▶ **DATA TO USE**
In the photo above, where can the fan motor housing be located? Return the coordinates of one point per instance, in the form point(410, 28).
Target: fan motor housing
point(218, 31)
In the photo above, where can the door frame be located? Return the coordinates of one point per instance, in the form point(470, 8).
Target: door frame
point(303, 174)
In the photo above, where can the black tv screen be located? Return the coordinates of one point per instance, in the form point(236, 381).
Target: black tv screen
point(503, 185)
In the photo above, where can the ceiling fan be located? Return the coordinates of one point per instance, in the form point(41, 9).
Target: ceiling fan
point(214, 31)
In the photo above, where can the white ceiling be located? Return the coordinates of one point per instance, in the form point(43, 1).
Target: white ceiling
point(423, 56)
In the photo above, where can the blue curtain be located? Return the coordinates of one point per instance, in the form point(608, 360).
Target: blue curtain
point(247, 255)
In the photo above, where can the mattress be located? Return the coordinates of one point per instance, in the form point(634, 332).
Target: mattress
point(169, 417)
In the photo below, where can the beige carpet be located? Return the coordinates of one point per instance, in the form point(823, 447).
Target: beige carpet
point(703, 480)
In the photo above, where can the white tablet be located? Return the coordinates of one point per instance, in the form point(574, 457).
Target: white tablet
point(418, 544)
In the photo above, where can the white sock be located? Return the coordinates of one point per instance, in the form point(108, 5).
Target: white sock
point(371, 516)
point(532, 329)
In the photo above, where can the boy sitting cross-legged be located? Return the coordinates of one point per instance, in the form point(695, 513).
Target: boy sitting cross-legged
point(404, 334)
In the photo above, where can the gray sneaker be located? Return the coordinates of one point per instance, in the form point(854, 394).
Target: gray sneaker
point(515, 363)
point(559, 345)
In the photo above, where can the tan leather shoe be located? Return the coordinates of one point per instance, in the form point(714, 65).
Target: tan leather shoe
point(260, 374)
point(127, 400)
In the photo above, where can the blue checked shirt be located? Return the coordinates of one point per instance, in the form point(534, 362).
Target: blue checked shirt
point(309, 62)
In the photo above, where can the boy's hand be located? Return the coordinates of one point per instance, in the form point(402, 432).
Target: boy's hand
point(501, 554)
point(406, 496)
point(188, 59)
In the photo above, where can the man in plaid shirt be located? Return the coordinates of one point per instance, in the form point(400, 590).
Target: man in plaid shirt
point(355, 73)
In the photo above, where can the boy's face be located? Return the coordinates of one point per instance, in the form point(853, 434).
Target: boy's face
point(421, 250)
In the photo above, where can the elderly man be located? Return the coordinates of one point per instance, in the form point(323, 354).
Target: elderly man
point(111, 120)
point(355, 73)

▶ **PROBLEM TO SOLVE**
Write out again the rows from the line with "In the photo above, where can the white ceiling" to the line with "point(423, 56)", requests included, increasing every coordinate in the answers by 131. Leave the numbers in the requests and their format samples as they are.

▶ **ANSWER TO THE PROBLEM**
In the photo above, where can the white ceiling be located? Return the coordinates of one point per instance, in the form point(43, 1).
Target: white ceiling
point(554, 187)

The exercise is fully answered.